* PROBLEM TO WORK ON *
Find how many lines in the entries below carry the word "coordinates" and answer with only that figure.

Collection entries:
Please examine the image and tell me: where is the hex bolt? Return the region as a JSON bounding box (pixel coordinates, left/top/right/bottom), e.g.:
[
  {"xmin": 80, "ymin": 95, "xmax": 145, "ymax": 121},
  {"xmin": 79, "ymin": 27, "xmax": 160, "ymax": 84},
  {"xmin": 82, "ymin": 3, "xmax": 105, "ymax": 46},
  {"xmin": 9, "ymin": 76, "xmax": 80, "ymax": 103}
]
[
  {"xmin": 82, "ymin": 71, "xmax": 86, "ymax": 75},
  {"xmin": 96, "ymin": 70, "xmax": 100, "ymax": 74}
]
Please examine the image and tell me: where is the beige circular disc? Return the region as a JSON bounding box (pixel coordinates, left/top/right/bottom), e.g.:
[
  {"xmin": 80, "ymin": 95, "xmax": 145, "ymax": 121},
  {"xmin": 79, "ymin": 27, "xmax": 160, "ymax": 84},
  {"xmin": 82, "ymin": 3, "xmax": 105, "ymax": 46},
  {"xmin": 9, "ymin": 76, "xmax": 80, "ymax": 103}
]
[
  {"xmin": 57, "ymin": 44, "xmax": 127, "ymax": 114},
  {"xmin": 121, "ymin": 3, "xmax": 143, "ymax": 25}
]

* WRITTEN SOLUTION *
2